Page extract:
******************************

Another Frenchman was due to be honoured too as he was the first who came in contact with gunman Ayoub El Khazzani and tried to stop him. But he has asked to remain anonymous.
   
Here are the five and the role they played in foiling what could potentially have been a bloodbath:
 
Spencer Stone
 
Spencer Stone, a US Air Force member, was the first to reach the gunman before being slashed in the neck and hand with a box-cutter.
   
He had just woken up from a "deep sleep" when he turned around and saw the alleged attacker, who was holding an AK-47, and he ran towards him, his friend Alek in close pursuit.
   
"We tackled him and he hit the ground, and Alek grabbed the gun while I put him in a choke hold. He kept pulling more weapons left and right.
   
"He pulled out a hand gun and a box cutter and started jabbing at me with that."
   
The 23-year-old was described by the others as strong and quick, and with the presence of mind to help stanch the bleeding from the seriously wounded passenger, even while hurt himself.
    
"I saw he was squirting blood out of his neck and I was going to use my shirt, but that wouldn't have worked.
   
"I stuck two of my fingers in the hole and found what I thought to be the artery and pushed down and the bleeding stopped, and I held that until the paramedics got there.

******************************

Work item:
In the passage about the gunman, what military branch is Spencer Stone a member of?

******************************

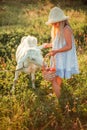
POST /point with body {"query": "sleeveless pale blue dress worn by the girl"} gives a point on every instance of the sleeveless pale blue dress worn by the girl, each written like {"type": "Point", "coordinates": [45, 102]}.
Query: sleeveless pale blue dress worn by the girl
{"type": "Point", "coordinates": [66, 62]}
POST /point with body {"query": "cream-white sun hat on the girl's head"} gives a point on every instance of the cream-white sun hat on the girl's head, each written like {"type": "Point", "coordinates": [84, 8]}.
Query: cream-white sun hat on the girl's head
{"type": "Point", "coordinates": [56, 15]}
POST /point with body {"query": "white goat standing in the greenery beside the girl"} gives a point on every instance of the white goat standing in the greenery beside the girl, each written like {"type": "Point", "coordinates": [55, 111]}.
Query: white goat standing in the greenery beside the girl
{"type": "Point", "coordinates": [29, 58]}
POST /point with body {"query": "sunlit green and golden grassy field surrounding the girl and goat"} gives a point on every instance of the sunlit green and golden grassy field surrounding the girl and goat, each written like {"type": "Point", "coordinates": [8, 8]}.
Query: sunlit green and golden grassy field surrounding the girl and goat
{"type": "Point", "coordinates": [39, 109]}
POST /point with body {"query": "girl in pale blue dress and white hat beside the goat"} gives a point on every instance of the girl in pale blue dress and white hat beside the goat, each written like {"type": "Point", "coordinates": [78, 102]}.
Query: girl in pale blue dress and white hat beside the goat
{"type": "Point", "coordinates": [63, 48]}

******************************

Solution to the exercise:
The US Air Force.